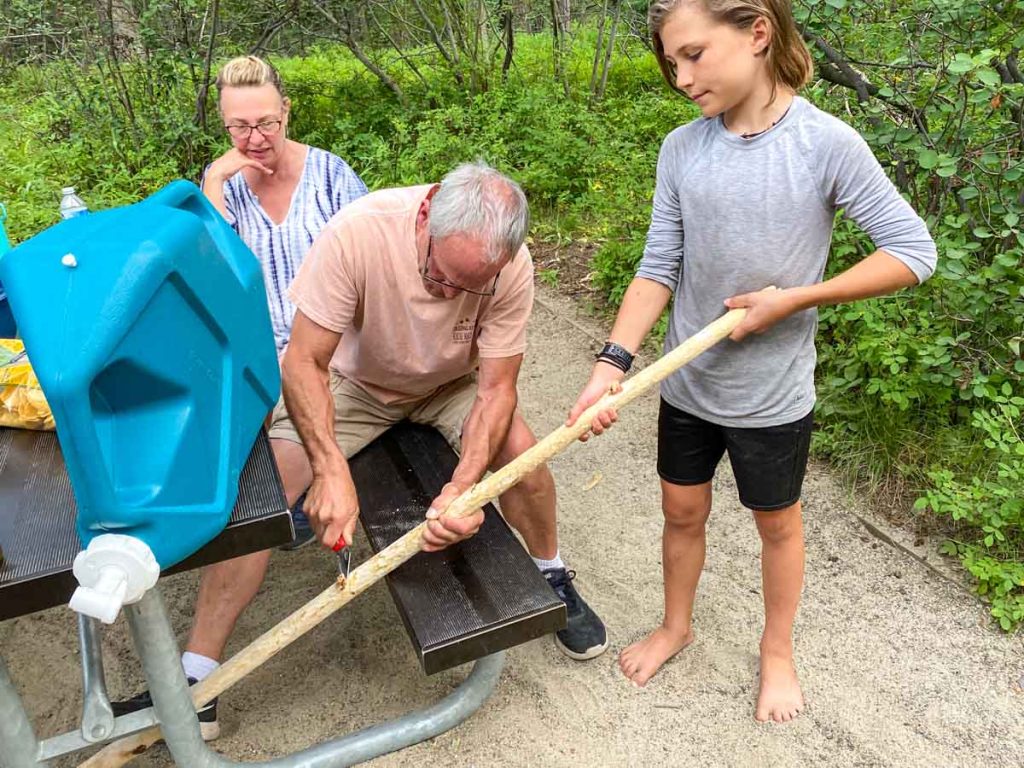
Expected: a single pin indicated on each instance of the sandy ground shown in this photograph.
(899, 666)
****
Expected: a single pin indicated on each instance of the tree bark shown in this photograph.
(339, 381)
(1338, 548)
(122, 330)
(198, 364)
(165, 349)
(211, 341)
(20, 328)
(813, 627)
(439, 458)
****
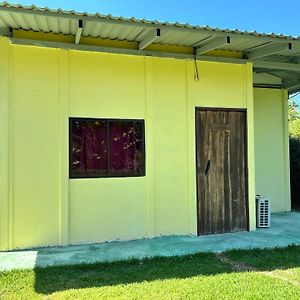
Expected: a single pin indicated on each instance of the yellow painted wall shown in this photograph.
****
How many lines above contain the word "shown"? Reply with only the number.

Exercise output
3